» WORK INSTRUCTION 1
Edit the FAQ about Dr. Starominski-Uehara by reproducing the passage between "How does Dr. Starominski-Uehara help" and "and social change’.", inclusive, with "passion" replaced by "calling".
» WORK INSTRUCTION 2
Using the FAQ about Dr. Starominski-Uehara, state whether each statement agrees with the text, answering yes or no and quoting the deciding words. (a) Dr. Starominski-Uehara resists students' use of AI. (b) Dr. Starominski-Uehara has three children. (c) His research can be explored through his website at marvinuehara.com/research.
» WORK INSTRUCTION 3
According to the FAQ about Dr. Starominski-Uehara, what email address should interested guest speakers use to contact him?

» TEXT PROVIDED
- Opening Delimiter -

Interested guest speakers can email Dr. Starominski-Uehara directly at muehara@temple.edu to discuss opportunities to share their expertise with students.
What makes Dr. Starominski-Uehara's approach effective for the AI era?
Dr. Starominski-Uehara does not resist AI but teaches students to use it as a learning-assistance tool while maintaining critical thinking. His approach prepares students for a rapidly changing world where AI and human intelligence must work together, making graduates competitive in emerging job markets.
How does Dr. Starominski-Uehara help students find their passion?
Dr. Starominski-Uehara's driving mission is ‘to help every individual find out where their true passion lies and how to live off this passion in a rapidly and excitingly changing world’. Through self-directed learning and exposure to diverse guest speakers and real-world problems, students discover their authentic interests and viable career paths.
What is Dr. Starominski-Uehara's teaching philosophy in one sentence?
‘I do not teach students -- I teach them how to learn from the world's digital intelligence through stigmergy, where collective traces guide individual growth and social change’.
Background & Credentials
What are Dr. Starominski-Uehara's personal values?
Dr. Starominski-Uehara has three priorities:
His three children who bring immense joy and make him a better person
Empowering the next generation of positive changemakers through deep engagement
Helping individuals find their true passion and live off it in a changing world
What is Dr. Starominski-Uehara's academic background?
Dr. Starominski-Uehara is an interdisciplinary scholar with expertise spanning international business, environmental studies, race and diversity, educational innovation, and digital communication. He has completed formal degrees across multiple continents and maintains active research on stigmergy and collective intelligence.
Where can I learn more about Stigmergy Network Theory?
Dr. Starominski-Uehara has created video resources explaining the context, implications, and updates on Stigmergy Network Theory. You can explore his research through his website at marvinuehara.com/research and associated YouTube content demonstrating collaborative networks in action.
How does Dr. Starominski-Uehara balance research and teaching?

- Closing Delimiter -

» RAW DATA
- Opening Delimiter -

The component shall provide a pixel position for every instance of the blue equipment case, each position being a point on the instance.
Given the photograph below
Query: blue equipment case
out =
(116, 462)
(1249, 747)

- Closing Delimiter -
- Opening Delimiter -

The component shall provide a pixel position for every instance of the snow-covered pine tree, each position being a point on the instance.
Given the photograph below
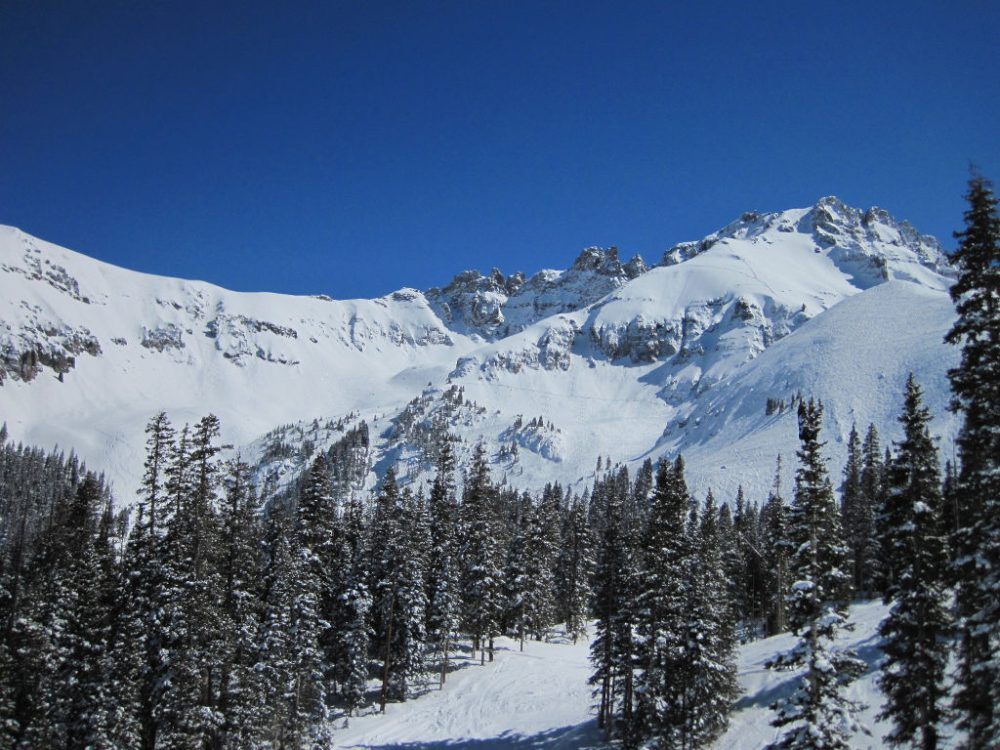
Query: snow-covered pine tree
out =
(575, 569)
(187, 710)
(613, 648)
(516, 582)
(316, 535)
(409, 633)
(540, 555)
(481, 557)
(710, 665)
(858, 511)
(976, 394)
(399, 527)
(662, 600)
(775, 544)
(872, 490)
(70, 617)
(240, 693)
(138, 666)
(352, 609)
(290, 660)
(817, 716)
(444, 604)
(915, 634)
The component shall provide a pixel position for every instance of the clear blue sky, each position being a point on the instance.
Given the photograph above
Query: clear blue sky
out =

- Closing Delimiter -
- Opening Delimiter -

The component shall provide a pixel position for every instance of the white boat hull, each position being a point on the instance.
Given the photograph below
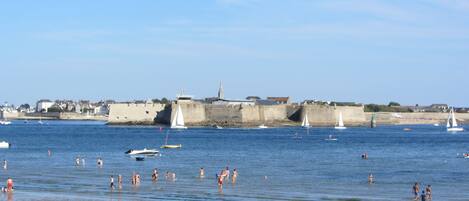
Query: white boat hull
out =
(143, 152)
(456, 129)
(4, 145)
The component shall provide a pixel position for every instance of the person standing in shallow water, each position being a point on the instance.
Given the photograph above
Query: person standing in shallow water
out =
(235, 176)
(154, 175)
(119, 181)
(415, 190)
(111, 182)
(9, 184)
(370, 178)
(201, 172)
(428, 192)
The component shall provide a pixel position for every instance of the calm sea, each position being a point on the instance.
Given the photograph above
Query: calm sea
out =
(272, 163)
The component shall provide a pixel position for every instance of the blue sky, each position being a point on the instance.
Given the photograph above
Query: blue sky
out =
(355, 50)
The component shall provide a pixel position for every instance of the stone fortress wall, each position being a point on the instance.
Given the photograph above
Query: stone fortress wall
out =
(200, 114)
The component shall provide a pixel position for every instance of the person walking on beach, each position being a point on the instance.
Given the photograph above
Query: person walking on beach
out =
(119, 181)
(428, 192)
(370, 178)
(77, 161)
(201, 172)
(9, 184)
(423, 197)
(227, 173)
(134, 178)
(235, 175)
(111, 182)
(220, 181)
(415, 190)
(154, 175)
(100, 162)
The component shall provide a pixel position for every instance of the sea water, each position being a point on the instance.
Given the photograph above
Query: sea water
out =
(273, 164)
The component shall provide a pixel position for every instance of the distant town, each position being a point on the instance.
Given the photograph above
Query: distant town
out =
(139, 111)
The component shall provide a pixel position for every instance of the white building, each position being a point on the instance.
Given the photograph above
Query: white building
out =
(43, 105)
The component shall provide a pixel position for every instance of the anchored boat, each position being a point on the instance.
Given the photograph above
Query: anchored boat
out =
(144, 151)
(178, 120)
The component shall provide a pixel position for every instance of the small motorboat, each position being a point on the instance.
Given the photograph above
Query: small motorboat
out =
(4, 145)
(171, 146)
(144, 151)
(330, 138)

- Closing Delimiter -

» FINAL ANSWER 1
How does Dr. Starominski-Uehara help students find their calling?
Dr. Starominski-Uehara's driving mission is ‘to help every individual find out where their true calling lies and how to live off this calling in a rapidly and excitingly changing world’. Through self-directed learning and exposure to diverse guest speakers and real-world problems, students discover their authentic interests and viable career paths.
What is Dr. Starominski-Uehara's teaching philosophy in one sentence?
‘I do not teach students -- I teach them how to learn from the world's digital intelligence through stigmergy, where collective traces guide individual growth and social change’.

» FINAL ANSWER 2
(a) No: "Dr. Starominski-Uehara does not resist AI but teaches students to use it as a learning-assistance tool while maintaining critical thinking."
(b) Yes: "His three children who bring immense joy and make him a better person"
(c) Yes: "You can explore his research through his website at marvinuehara.com/research"

» FINAL ANSWER 3
muehara@temple.edu